== EXCERPTED TEXT ==

Similarly, Black Rod - the senior officer from the House of Lords - had to change her summons to MPs when she strode into the House of Commons.

"Mr Speaker", she said: "The Queen commands this honourable House to attend her Counsellors of State immediately in the House of Peers."

When MPs arrived in the Lords, the speech he went on to read, which is always written by the government, had undergone a last minute rewrite.

It changed all the references of "my government" and "my ministers" to "Her Majesty's government" and "Her Majesty's ministers".

Prince Charles appeared solemn, as well he might, given this was the first time he had acted for the Head of State at this occasion.

But then he has grown accustomed to standing in for the Monarch.

Watch Prince Charles deliver the Queen's Speech

Prince Charles has replaced the Queen at the Cenotaph on Remembrance Sunday, he's stood in for her at the Royal Maundy Service, he's been the most senior royal at a number of events such as the Commonwealth Day service and the church service on Christmas Day and he's been the most senior travelling member of the family for many years.

The Queen gave up international travel in 2015. So today felt like we were watching the next chapter of the long and gradual transition from one Sovereign to the next.

===
== EXERCISE INPUTS ==

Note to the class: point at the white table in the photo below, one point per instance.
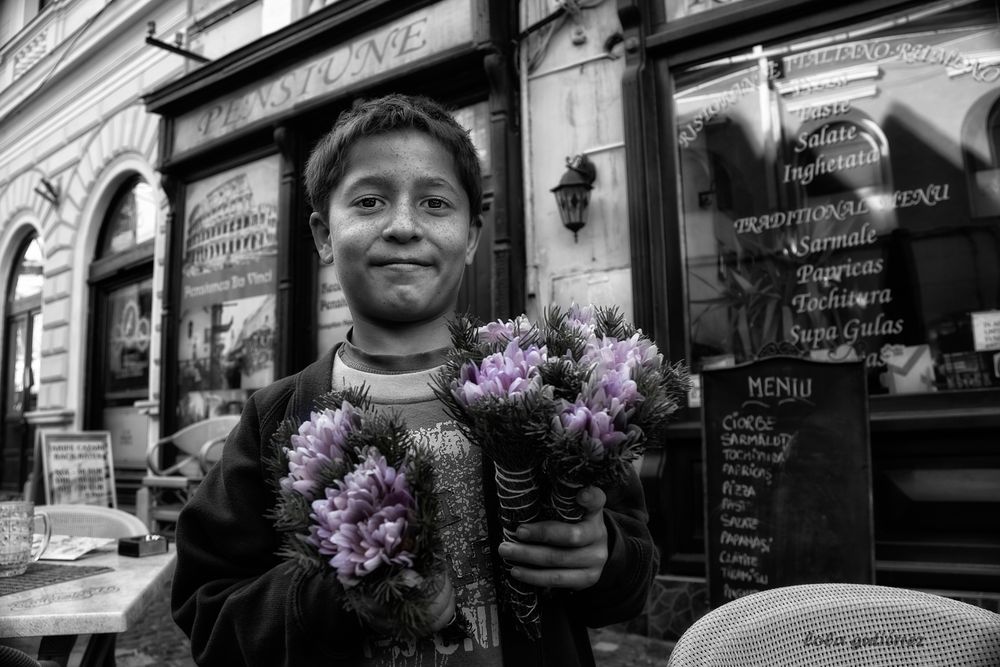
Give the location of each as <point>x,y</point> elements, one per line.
<point>101,605</point>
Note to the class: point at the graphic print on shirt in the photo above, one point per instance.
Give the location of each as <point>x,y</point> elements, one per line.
<point>458,477</point>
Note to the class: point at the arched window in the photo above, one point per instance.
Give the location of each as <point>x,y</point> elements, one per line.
<point>121,282</point>
<point>130,221</point>
<point>21,361</point>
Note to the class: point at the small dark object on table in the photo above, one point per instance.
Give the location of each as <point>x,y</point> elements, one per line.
<point>142,545</point>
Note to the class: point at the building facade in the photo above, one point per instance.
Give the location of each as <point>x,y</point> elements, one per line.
<point>770,175</point>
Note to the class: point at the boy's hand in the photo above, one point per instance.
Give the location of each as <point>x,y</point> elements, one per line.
<point>554,554</point>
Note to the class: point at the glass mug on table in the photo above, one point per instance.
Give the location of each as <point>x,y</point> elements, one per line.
<point>17,527</point>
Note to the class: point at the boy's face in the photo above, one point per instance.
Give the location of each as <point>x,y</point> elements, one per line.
<point>399,229</point>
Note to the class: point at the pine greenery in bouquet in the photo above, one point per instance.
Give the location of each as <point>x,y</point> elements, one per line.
<point>557,406</point>
<point>355,498</point>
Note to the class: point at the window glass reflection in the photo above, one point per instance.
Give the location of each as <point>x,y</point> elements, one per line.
<point>835,208</point>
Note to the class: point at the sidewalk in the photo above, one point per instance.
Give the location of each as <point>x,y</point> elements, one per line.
<point>156,641</point>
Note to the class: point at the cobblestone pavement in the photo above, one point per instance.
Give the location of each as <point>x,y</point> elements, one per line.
<point>156,641</point>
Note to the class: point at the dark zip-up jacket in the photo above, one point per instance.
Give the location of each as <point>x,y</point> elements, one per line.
<point>240,604</point>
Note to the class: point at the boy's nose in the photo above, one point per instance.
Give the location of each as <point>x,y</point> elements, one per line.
<point>402,224</point>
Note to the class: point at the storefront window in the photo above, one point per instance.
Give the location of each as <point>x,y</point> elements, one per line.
<point>129,311</point>
<point>228,290</point>
<point>841,200</point>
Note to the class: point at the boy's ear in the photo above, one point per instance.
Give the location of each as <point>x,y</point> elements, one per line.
<point>475,231</point>
<point>321,237</point>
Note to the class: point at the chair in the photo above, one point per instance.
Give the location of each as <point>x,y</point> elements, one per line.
<point>168,487</point>
<point>15,657</point>
<point>841,625</point>
<point>92,521</point>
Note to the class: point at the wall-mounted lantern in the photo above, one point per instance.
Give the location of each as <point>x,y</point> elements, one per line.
<point>573,192</point>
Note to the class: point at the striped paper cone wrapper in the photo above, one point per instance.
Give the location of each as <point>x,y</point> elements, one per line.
<point>519,503</point>
<point>563,500</point>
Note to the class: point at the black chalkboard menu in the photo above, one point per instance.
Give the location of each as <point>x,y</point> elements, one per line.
<point>787,475</point>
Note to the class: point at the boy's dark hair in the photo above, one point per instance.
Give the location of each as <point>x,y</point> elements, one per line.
<point>369,118</point>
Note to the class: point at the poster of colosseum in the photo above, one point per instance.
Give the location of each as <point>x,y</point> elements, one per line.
<point>228,287</point>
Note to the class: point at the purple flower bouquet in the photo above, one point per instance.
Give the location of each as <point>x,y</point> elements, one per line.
<point>557,407</point>
<point>355,497</point>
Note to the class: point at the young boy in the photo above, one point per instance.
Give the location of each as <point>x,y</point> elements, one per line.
<point>396,190</point>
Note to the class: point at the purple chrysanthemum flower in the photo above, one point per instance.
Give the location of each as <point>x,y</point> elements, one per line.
<point>596,428</point>
<point>503,374</point>
<point>364,522</point>
<point>613,354</point>
<point>500,331</point>
<point>319,441</point>
<point>614,392</point>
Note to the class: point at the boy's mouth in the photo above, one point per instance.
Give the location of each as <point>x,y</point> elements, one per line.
<point>400,261</point>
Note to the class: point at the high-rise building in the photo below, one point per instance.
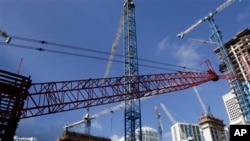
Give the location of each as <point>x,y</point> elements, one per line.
<point>238,50</point>
<point>233,109</point>
<point>16,138</point>
<point>148,134</point>
<point>74,136</point>
<point>186,132</point>
<point>213,129</point>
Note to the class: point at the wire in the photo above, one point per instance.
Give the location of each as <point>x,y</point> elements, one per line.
<point>79,55</point>
<point>95,51</point>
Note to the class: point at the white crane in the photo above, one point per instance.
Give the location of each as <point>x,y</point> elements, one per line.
<point>204,41</point>
<point>114,47</point>
<point>210,15</point>
<point>183,136</point>
<point>164,108</point>
<point>160,126</point>
<point>87,118</point>
<point>6,36</point>
<point>200,100</point>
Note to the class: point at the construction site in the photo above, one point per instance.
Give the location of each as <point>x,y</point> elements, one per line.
<point>22,98</point>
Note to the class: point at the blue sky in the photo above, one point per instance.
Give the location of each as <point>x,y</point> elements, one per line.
<point>92,24</point>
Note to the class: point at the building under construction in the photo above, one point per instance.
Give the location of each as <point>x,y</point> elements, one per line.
<point>74,136</point>
<point>213,128</point>
<point>14,90</point>
<point>238,49</point>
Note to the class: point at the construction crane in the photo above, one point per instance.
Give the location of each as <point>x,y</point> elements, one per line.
<point>132,114</point>
<point>171,118</point>
<point>160,126</point>
<point>87,118</point>
<point>114,46</point>
<point>206,18</point>
<point>200,100</point>
<point>204,41</point>
<point>38,99</point>
<point>226,66</point>
<point>6,36</point>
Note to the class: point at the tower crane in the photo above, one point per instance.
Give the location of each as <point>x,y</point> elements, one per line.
<point>132,114</point>
<point>186,137</point>
<point>38,99</point>
<point>160,126</point>
<point>87,118</point>
<point>171,118</point>
<point>235,84</point>
<point>200,100</point>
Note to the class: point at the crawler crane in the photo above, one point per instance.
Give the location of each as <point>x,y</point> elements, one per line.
<point>226,66</point>
<point>22,99</point>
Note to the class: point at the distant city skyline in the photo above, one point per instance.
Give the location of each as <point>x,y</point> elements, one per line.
<point>93,25</point>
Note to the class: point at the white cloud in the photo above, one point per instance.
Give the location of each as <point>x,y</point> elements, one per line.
<point>96,125</point>
<point>244,15</point>
<point>187,55</point>
<point>116,138</point>
<point>167,136</point>
<point>163,44</point>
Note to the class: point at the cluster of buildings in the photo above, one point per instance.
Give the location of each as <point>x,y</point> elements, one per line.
<point>209,127</point>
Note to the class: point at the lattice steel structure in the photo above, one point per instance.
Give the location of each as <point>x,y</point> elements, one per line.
<point>13,92</point>
<point>132,115</point>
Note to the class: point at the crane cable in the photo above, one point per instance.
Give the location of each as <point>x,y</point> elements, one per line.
<point>88,50</point>
<point>95,51</point>
<point>80,55</point>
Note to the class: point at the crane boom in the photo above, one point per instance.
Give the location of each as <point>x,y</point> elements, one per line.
<point>53,97</point>
<point>210,15</point>
<point>102,113</point>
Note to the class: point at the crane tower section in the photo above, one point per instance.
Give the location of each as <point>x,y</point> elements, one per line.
<point>132,115</point>
<point>227,67</point>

===

_TASK 1_
Translate this sentence from the excerpt about the Queen's Speech into Spanish: "But then he has grown accustomed to standing in for the Monarch."
_TASK 2_
Convert the part of the records that opens with the line containing "Note to the class: point at the boy's nose" and closes with the line containing "<point>402,224</point>" into a Markdown table with the columns Row and Line. Number each row, and skip any blank lines.
The text and the records have nothing to do with each other.

_TASK ANSWER 1_
Pero, claro, se ha acostumbrado a sustituir al monarca.

_TASK ANSWER 2_
| Row | Line |
|---|---|
| 1 | Note to the class: point at the boy's nose in the photo above, one point per instance. |
| 2 | Give the location of each as <point>x,y</point> elements, one per line. |
| 3 | <point>402,224</point> |